## Material to process

******

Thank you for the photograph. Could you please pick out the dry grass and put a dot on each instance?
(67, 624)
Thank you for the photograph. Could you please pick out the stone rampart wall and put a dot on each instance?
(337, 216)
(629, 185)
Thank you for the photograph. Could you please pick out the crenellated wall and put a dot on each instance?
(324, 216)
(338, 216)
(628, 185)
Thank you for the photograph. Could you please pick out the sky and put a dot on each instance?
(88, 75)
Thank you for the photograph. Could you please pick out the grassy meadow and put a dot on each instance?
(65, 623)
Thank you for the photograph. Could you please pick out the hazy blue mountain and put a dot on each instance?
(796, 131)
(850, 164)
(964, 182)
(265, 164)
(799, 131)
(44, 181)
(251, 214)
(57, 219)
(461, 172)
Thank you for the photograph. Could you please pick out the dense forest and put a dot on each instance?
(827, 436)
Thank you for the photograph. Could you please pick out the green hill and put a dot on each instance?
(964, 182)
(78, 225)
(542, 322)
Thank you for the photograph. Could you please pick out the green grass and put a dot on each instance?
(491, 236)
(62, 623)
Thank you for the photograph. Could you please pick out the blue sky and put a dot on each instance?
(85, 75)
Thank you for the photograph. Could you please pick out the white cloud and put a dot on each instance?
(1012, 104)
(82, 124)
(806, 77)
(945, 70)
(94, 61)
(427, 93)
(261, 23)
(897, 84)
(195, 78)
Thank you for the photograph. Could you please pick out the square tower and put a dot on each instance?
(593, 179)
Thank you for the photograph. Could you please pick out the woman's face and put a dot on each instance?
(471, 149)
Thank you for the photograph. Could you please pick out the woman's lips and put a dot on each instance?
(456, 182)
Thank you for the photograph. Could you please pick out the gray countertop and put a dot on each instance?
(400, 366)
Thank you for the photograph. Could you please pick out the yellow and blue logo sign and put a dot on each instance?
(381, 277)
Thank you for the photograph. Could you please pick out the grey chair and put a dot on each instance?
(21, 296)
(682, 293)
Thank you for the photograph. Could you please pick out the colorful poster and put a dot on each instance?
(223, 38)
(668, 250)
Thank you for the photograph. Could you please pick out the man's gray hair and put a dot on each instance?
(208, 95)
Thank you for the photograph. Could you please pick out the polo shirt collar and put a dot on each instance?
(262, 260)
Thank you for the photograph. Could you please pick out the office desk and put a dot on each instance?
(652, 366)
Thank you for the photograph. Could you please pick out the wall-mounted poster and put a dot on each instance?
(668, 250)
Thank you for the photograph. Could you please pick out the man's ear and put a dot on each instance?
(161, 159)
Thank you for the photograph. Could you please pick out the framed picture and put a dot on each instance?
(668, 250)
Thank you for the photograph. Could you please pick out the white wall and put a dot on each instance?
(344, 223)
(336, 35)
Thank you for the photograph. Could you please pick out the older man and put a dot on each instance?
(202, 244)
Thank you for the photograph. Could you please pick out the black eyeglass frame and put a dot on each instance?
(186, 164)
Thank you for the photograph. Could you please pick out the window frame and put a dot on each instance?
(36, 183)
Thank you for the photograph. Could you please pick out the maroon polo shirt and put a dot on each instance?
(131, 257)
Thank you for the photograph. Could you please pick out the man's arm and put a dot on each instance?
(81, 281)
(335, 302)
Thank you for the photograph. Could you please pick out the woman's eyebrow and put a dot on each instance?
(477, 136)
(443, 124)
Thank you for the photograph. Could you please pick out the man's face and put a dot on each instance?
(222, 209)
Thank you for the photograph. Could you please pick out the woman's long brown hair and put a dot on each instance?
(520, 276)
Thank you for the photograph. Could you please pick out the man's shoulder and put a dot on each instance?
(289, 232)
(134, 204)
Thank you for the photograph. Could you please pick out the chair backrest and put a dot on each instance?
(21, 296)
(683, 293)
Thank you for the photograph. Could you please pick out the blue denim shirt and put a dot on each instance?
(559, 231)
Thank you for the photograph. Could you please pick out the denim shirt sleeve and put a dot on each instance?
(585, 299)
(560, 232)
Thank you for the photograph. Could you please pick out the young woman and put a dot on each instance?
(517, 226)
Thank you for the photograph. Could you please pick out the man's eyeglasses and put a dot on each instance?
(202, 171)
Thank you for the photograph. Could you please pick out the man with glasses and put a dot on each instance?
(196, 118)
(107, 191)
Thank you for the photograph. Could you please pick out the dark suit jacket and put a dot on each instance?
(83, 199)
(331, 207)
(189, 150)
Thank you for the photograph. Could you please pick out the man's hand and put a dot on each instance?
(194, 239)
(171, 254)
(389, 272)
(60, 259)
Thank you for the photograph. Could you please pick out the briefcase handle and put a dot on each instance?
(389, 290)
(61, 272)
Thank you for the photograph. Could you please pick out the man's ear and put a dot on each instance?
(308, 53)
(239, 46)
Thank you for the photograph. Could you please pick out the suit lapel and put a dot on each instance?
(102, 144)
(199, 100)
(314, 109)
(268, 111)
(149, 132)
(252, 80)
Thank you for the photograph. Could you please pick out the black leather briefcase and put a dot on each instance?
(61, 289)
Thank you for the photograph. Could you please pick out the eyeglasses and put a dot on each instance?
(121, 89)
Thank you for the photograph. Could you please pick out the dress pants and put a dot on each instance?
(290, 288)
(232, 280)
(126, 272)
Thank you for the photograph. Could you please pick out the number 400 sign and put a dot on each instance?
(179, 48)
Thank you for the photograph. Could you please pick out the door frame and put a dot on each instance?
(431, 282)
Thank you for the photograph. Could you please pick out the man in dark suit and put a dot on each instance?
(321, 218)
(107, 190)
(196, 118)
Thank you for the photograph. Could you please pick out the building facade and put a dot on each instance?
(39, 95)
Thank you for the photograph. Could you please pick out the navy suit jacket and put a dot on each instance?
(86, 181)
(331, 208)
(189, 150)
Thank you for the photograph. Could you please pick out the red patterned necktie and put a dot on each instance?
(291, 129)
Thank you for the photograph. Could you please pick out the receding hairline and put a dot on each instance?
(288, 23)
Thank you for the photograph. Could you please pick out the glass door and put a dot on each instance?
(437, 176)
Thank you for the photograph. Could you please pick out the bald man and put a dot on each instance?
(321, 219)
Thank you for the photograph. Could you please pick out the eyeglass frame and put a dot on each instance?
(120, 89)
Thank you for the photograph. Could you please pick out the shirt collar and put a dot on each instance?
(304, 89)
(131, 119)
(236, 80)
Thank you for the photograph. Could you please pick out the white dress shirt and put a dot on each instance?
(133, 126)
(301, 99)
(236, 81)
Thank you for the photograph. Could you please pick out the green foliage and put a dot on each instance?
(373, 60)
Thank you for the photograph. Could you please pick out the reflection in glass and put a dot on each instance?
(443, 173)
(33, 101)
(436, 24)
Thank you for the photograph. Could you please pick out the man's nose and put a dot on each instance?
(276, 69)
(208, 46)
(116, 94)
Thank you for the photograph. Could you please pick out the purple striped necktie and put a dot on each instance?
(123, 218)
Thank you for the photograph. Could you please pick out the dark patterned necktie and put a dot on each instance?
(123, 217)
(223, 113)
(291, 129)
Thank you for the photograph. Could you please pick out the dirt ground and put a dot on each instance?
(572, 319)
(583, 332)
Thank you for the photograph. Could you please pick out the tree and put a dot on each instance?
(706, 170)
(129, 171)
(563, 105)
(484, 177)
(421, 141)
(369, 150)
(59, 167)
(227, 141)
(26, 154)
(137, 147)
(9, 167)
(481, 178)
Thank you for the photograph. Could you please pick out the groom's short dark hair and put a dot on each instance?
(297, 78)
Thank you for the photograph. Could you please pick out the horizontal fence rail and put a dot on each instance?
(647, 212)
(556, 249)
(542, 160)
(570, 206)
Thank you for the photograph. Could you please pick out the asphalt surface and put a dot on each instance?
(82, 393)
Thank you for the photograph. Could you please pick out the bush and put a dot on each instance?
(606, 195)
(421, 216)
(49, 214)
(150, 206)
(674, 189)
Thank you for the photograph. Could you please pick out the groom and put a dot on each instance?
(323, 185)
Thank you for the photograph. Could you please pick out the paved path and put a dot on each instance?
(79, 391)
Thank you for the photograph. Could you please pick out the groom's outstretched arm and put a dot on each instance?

******

## Work to be completed
The lines to reproduce run from the one that contains "out the shirt" through the last line above; copy them exactly.

## Solution to the exercise
Thank you for the photograph. Could you please pick out the shirt collar and put a dot on each instance?
(304, 89)
(131, 119)
(236, 80)
Thank you for the photograph. Could you please pick out the white dress shirt and put a dot on each instance?
(133, 126)
(301, 99)
(236, 81)
Thank you for the photograph. Could you please pick out the green foliage and put a dot on each instance?
(373, 60)
Thank you for the photograph. Could you please pick out the reflection in glass and put a dot on each instance?
(443, 173)
(33, 101)
(436, 24)
Thank you for the photograph. Could you please pick out the man's nose and put a dot on each instance?
(276, 69)
(208, 46)
(116, 94)
Thank you for the photograph. Could you please pick out the purple striped necktie and put a dot on each instance?
(123, 218)
Thank you for the photograph. Could you please pick out the dark patterned necktie and put a dot on each instance?
(123, 217)
(223, 113)
(291, 129)
Thank you for the photograph. Could you please pick out the dirt ground and put a dot on each instance?
(572, 319)
(583, 332)
Thank you for the photograph. Could you please pick out the tree and put a dot on each instance?
(706, 170)
(129, 171)
(563, 105)
(484, 177)
(421, 141)
(369, 150)
(59, 167)
(227, 141)
(26, 154)
(137, 147)
(9, 167)
(481, 178)
Thank you for the photograph. Could you please pick out the groom's short dark hair and put a dot on each instance?
(297, 78)
Thank you for the photograph. Could you please pick out the horizontal fence rail and put a dot on each instance?
(647, 212)
(556, 249)
(542, 160)
(570, 206)
Thank you for the photograph. Could you please pick out the asphalt surface and put a dot on each instance?
(82, 393)
Thank you for the photograph. Could you please pick out the bush and put a dot on each instance?
(606, 195)
(421, 216)
(49, 214)
(150, 206)
(674, 189)
Thank you for the photograph. Could you please pick out the groom and put a dot on each instance?
(323, 185)
Thank you for the photograph. Could you please pick out the paved path and put a dot on each instance?
(79, 391)
Thank you for the photograph. Could you please pick out the groom's outstretched arm and put a dot on each instance?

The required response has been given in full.